**TASK GOAL**
Where a line of the data holds the word "fork", copy that line.

Stored items
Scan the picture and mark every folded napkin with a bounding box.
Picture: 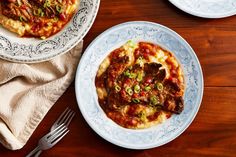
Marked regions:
[0,41,83,150]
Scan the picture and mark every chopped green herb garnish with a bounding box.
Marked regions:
[40,11,44,17]
[137,72,143,82]
[125,87,133,96]
[127,40,136,48]
[155,83,164,91]
[44,0,51,8]
[19,16,24,22]
[124,70,131,77]
[33,10,38,16]
[134,84,141,93]
[136,56,144,65]
[33,8,44,17]
[138,111,146,122]
[132,98,140,103]
[150,96,159,106]
[159,57,165,62]
[129,73,137,79]
[114,85,121,92]
[124,70,137,79]
[53,17,59,22]
[144,86,151,91]
[56,5,63,13]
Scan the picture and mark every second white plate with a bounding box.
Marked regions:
[169,0,236,18]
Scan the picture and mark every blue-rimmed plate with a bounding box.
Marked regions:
[75,21,204,149]
[169,0,236,18]
[0,0,100,63]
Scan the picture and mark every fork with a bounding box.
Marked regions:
[26,124,69,157]
[34,108,75,157]
[50,107,75,131]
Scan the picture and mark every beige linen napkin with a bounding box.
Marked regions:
[0,41,83,150]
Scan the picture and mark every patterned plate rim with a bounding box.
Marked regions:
[169,0,236,18]
[0,0,100,63]
[75,21,204,149]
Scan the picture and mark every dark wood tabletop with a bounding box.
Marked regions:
[1,0,236,156]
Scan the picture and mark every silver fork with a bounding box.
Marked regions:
[26,124,69,157]
[50,107,75,131]
[34,108,75,157]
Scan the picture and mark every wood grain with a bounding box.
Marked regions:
[1,87,236,157]
[1,0,236,156]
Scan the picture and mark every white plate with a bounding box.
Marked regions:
[0,0,100,63]
[169,0,236,18]
[75,21,204,149]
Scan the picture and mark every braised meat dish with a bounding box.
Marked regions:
[0,0,79,39]
[95,41,185,129]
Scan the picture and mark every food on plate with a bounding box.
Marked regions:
[95,41,185,129]
[0,0,79,39]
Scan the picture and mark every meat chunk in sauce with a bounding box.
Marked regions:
[1,0,64,21]
[95,41,185,129]
[106,55,129,88]
[144,63,162,75]
[164,95,184,114]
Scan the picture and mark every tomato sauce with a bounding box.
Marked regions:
[95,41,185,129]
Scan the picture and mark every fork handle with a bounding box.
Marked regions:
[34,150,42,157]
[25,146,40,157]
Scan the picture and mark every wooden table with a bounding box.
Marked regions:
[1,0,236,156]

**EXERCISE SOLUTION**
Scan the picture and mark every fork with a bounding box.
Scan the picture and mark every silver fork with a bounding box.
Scan the picture and mark every fork handle with a bounding box.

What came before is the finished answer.